WORK TO COMPLETE → Provide only the number of lines in the records where "sheet" appears.

INPUT DATA →

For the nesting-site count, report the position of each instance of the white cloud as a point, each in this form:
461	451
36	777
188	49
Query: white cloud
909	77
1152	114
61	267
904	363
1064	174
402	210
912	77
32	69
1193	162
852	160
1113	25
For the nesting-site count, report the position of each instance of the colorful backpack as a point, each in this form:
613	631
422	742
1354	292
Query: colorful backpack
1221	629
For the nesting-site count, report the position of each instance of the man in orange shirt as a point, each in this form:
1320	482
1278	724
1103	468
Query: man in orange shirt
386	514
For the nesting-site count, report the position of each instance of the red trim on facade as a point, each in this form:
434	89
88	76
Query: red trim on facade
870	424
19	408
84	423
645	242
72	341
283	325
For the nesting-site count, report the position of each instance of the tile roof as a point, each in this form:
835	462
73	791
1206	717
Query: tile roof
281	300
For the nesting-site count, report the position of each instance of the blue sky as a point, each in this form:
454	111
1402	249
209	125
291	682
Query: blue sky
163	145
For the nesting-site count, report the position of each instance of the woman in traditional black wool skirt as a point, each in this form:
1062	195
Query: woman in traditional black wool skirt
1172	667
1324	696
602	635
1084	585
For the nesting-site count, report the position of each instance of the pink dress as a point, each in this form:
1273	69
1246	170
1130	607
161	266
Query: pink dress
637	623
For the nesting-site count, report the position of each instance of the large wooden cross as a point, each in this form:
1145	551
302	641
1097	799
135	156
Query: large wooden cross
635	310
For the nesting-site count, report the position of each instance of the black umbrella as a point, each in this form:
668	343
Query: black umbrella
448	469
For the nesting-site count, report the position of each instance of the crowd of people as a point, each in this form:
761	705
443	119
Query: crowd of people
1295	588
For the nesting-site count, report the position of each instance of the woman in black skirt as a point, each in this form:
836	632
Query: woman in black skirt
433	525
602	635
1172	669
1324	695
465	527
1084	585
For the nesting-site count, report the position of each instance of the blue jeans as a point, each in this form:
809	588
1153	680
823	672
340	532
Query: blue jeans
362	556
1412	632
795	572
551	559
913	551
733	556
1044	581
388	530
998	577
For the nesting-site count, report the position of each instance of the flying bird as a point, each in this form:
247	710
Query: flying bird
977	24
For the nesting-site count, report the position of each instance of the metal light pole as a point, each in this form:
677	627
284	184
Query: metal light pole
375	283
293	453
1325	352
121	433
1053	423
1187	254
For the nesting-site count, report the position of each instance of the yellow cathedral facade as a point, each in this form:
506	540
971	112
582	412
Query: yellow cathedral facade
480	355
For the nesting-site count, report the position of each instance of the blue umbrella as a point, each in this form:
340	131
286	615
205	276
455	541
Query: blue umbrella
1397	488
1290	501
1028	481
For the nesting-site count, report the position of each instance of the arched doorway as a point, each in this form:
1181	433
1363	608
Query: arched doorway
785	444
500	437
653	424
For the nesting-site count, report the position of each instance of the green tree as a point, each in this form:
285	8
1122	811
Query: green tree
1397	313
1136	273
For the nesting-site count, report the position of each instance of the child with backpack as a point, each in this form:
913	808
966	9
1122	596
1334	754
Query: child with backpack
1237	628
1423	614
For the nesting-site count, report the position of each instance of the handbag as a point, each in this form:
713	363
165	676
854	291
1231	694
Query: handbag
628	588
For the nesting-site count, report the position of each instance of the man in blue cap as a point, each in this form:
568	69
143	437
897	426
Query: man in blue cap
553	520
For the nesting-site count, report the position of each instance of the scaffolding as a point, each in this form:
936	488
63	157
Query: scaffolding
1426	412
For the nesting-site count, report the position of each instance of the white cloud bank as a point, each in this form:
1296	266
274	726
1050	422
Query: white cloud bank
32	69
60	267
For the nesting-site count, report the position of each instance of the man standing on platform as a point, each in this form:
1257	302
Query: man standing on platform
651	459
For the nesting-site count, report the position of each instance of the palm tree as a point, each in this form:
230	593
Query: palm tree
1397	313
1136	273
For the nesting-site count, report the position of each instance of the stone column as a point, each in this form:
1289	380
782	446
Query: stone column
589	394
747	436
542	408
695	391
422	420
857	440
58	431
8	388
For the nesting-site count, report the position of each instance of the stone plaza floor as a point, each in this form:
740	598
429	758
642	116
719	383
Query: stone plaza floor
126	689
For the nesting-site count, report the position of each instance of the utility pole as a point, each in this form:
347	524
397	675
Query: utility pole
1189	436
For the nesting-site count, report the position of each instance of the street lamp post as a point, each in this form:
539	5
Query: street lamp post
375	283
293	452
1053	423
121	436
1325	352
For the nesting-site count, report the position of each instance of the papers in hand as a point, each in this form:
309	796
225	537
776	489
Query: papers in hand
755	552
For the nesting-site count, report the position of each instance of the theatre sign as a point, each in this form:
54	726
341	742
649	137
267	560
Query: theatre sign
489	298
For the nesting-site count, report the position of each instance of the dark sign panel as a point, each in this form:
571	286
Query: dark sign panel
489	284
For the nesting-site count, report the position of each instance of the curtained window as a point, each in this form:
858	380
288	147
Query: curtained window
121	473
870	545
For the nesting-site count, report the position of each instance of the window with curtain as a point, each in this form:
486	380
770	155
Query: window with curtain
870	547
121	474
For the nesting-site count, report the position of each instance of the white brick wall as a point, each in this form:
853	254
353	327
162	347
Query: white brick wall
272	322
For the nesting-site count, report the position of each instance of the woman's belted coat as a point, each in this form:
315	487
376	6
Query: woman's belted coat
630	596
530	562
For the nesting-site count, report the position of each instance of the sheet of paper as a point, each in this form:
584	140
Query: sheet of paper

SOLUTION TO THIS TASK → 2